__EXERCISE DETAILS__: Swap "Tag" for "Mark" throughout the lines below and repeat them with everything else left unchanged.

__EXTRACTED RECORDS__:
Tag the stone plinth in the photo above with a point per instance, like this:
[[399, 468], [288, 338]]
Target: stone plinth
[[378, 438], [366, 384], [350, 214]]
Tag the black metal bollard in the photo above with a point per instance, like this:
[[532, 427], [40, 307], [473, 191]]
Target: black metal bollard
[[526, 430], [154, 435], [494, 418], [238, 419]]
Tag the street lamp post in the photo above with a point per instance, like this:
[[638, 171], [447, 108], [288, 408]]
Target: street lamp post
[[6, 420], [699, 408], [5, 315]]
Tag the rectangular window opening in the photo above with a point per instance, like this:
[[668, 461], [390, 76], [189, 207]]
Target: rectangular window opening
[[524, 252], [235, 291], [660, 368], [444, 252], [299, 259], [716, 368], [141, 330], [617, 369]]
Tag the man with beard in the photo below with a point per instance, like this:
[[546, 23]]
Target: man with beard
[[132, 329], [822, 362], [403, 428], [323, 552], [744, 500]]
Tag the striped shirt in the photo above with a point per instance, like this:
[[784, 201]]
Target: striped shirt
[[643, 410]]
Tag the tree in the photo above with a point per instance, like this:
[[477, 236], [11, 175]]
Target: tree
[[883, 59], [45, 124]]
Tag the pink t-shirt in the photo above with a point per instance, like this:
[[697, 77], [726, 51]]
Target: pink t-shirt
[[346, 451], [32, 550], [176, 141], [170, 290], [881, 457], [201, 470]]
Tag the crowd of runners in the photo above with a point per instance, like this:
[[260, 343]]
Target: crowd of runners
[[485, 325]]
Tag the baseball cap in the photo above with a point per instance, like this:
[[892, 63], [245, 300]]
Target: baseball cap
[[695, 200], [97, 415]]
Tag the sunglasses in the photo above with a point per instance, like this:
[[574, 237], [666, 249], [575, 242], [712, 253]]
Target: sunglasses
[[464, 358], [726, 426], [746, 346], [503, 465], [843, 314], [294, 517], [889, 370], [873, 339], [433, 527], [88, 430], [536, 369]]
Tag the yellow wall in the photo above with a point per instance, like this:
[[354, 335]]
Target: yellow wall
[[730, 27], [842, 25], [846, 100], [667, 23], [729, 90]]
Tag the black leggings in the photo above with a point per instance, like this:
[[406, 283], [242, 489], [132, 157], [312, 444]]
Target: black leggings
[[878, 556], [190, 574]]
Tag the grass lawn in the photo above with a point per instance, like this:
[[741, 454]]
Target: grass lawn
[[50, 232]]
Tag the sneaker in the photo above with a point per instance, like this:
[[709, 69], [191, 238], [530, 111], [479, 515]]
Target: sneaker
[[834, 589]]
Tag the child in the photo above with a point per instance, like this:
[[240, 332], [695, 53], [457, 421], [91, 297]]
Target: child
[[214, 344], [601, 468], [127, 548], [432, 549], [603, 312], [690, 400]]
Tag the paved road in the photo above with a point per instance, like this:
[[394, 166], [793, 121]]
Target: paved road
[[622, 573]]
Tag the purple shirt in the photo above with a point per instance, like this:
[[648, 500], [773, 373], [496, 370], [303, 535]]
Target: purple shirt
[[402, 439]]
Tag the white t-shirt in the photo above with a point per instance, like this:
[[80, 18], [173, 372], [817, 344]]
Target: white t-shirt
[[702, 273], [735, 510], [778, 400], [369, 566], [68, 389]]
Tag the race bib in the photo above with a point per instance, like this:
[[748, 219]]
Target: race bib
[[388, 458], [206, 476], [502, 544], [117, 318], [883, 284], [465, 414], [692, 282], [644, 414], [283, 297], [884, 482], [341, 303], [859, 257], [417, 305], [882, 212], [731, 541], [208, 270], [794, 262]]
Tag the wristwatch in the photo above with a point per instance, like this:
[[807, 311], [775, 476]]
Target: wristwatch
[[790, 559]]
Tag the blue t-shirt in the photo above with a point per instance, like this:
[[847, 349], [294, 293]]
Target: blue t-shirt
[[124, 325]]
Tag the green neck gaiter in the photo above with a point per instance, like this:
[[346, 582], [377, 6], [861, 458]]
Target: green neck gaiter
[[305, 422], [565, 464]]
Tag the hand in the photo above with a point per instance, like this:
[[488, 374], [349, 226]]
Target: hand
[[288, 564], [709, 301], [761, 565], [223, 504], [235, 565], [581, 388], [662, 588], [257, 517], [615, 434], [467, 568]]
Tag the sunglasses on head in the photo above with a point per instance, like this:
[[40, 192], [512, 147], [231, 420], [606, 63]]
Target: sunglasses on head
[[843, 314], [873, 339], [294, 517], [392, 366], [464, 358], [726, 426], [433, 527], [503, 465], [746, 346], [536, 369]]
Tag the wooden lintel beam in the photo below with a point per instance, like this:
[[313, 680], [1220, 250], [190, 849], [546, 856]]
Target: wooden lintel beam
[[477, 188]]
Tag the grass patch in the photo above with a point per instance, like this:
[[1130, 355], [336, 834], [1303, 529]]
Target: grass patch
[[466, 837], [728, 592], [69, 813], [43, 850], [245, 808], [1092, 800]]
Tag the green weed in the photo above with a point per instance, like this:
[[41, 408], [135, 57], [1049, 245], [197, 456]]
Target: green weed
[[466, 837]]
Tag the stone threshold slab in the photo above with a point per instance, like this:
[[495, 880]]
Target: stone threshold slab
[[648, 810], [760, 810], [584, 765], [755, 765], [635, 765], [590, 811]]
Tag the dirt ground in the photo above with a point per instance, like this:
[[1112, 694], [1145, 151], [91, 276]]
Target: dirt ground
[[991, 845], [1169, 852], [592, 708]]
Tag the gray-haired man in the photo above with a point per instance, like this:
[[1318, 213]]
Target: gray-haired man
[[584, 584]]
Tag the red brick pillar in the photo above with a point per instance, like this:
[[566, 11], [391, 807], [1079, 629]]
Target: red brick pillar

__SOLUTION FOR THIS EXERCISE__:
Mark the stone plinth in the photo above with a point per instance, like this:
[[399, 468], [288, 338]]
Target: stone plinth
[[378, 438], [366, 384], [350, 214]]
Mark the black metal bollard in the photo above with a point per instance, like this:
[[532, 427], [40, 307], [473, 191]]
Target: black metal bollard
[[526, 430], [154, 435], [494, 418], [238, 419]]
Mark the street lamp post in the photo above with a point per instance, like this:
[[638, 171], [447, 108], [288, 408]]
Target: street lamp post
[[6, 420], [699, 408], [5, 315]]
Mark the rectangular window opening in the photo above with a point per instance, like this:
[[668, 461], [390, 76], [189, 207]]
Target: rectangular window opening
[[524, 252], [235, 291], [660, 368], [444, 252], [299, 259], [716, 368], [141, 330], [617, 369]]
Mark the man with beard in the photo below with a point per instance, like this:
[[546, 23]]
Target: man with beard
[[132, 329], [822, 362], [403, 428], [323, 552], [744, 500]]
Mark the striped shirt in the photo above with a point per instance, like this:
[[784, 201]]
Target: striped shirt
[[643, 410]]
Mark the tree in the photo above with a point per instance, like this:
[[477, 236], [11, 175]]
Target: tree
[[883, 59], [45, 124]]
Mark the pink t-shirt in the photo above with a point per instance, like this:
[[697, 77], [726, 51]]
Target: pink t-shirt
[[346, 451], [32, 550], [176, 141], [170, 290], [881, 457], [201, 470]]
Mark the crowd of runners in the photo above with a point per instance, like this:
[[260, 343]]
Target: crowd of runners
[[485, 325]]
Mark the baseball cap in the photo above with a point per instance, like this:
[[892, 63], [245, 300]]
Target: baseball cap
[[695, 200], [97, 415]]
Mark the sunglasses in the photo above with a point per instance, like this:
[[574, 237], [666, 249], [575, 242], [712, 253]]
Target: sunglasses
[[464, 358], [726, 426], [746, 346], [503, 465], [843, 314], [294, 517], [889, 370], [873, 339], [433, 527], [88, 430], [536, 369]]
Mark the yellow wall in the photo above with a point per instance, like this:
[[354, 335]]
Target: yellow wall
[[730, 27], [842, 25], [846, 100], [667, 23], [729, 90]]
Mark the black leggings in the photo above with a point per instance, like this:
[[406, 283], [242, 489], [132, 157], [312, 444]]
Target: black leggings
[[878, 556], [190, 574]]
Mark the grass lawn in the photo above with a point per instance, like this:
[[741, 454]]
Target: grass lawn
[[50, 232]]
Mark the sneaker in the photo above with a point per instance, like this:
[[709, 69], [191, 238], [530, 111], [479, 515]]
Target: sneaker
[[834, 589]]
Mark the child in the photo above with a point per instance, like this:
[[240, 332], [695, 53], [457, 421], [91, 297]]
Target: child
[[214, 344], [601, 468], [127, 548], [432, 549], [603, 312], [690, 400]]
Mark the paved road in the photo above with a point per instance, like this:
[[394, 166], [793, 121]]
Target: paved road
[[622, 573]]
Mark the purple shirt in the photo above with a point per instance, like this:
[[648, 500], [773, 373], [496, 370], [303, 535]]
Target: purple shirt
[[402, 439]]
Mark the white t-shirt in the photo above with a point per instance, like this:
[[80, 18], [173, 372], [817, 344]]
Target: white t-shirt
[[702, 273], [735, 510], [778, 400], [369, 566], [68, 389]]
Mark the race bib in the photo above with a point per instance, like this:
[[748, 219]]
Target: race bib
[[388, 458], [206, 476], [502, 544], [117, 318], [883, 284], [465, 414], [692, 282], [644, 414], [283, 297], [884, 482], [341, 303], [859, 257], [417, 305], [882, 212], [731, 541], [208, 270], [794, 262]]
Mark the wristwatch in the photo above with a point per instance, like this:
[[807, 311], [775, 476]]
Target: wristwatch
[[790, 559]]
Mark the blue t-shirt in the photo above with a point per instance, like this:
[[847, 349], [294, 293]]
Target: blue t-shirt
[[124, 325]]
Mark the green neck gaiter in the photo above with a point per instance, like this:
[[346, 582], [377, 6], [861, 458]]
Target: green neck gaiter
[[305, 422], [565, 464]]
Mark the hand in the photo above with a point per instance, like this:
[[488, 374], [349, 226]]
Target: hand
[[288, 564], [709, 301], [761, 565], [223, 504], [235, 565], [581, 388], [662, 588], [257, 517], [615, 434], [467, 568]]
Mark the sunglasses on head in the photo above with a point per instance, like this:
[[40, 192], [512, 147], [231, 420], [606, 63]]
Target: sunglasses on head
[[843, 314], [873, 339], [294, 517], [392, 366], [464, 358], [726, 426], [433, 527], [503, 465], [746, 346], [536, 369]]
Mark the wooden lintel beam in the photo below with a point per instance, like this:
[[313, 680], [1220, 250], [190, 849], [546, 856]]
Target: wooden lintel beam
[[477, 188]]
Mark the grass patch in the photo above with a point per instance, like this:
[[1130, 355], [336, 834], [1303, 529]]
Target: grass patch
[[466, 837], [728, 592], [69, 813], [43, 850], [245, 808], [1092, 800]]
Mark the green weed in the photo above with a point per instance, like this:
[[41, 408], [135, 57], [1049, 245], [197, 456]]
Target: green weed
[[466, 837]]
Mark the stone threshold slab in the photo above with a point per instance, like this:
[[495, 880]]
Target: stone threshold slab
[[648, 810], [760, 810], [584, 765], [755, 765], [635, 765], [590, 811]]
Mark the dirt ground in the photo above with a point per instance, like this:
[[1112, 694], [1145, 151], [91, 276]]
Target: dirt ground
[[991, 845], [1169, 852], [592, 708]]
Mark the gray-haired man in the photo above with a point per instance, like this:
[[1318, 213]]
Target: gray-haired man
[[584, 584]]
Mark the red brick pillar in the photo above with a point per instance, like this:
[[566, 11], [391, 807], [1079, 629]]
Target: red brick pillar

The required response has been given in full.